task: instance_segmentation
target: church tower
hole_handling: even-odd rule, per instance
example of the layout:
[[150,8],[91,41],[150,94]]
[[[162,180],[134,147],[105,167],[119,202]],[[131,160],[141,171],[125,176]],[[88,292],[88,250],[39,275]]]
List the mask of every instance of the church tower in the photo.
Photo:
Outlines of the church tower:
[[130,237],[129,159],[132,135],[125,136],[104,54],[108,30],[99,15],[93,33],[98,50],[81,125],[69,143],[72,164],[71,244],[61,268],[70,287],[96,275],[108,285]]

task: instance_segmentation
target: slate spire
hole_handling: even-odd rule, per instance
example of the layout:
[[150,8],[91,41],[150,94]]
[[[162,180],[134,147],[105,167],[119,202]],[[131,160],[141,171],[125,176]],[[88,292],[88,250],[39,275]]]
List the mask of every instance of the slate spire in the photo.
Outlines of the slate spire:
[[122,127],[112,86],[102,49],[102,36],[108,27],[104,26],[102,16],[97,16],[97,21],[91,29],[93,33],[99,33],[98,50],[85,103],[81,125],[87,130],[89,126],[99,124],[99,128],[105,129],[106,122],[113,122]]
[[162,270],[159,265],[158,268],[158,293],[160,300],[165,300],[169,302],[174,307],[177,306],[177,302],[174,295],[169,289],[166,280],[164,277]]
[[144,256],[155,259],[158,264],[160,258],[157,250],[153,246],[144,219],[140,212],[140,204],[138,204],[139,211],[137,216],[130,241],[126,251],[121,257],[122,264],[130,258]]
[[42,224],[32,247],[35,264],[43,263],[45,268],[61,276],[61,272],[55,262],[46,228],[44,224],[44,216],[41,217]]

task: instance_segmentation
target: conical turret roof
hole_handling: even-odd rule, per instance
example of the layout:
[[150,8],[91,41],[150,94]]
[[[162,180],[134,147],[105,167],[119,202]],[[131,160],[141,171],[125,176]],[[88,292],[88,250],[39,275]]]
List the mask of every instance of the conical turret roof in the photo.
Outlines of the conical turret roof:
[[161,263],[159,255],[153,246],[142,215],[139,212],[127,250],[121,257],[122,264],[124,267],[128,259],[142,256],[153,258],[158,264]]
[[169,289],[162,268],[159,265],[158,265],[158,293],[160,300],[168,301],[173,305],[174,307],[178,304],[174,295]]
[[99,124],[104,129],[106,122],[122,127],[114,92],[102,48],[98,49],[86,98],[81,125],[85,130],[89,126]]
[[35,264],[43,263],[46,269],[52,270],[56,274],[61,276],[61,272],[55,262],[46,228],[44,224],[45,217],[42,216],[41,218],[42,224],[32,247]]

- - -

(YOUR GOAL): Show all lines of the listing above that contain the word "every".

(FINAL RESULT):
List the mask of every instance of the church tower in the photo.
List the mask of every instance of the slate spire in the photo.
List the mask of every instance of the conical turret roof in the photo.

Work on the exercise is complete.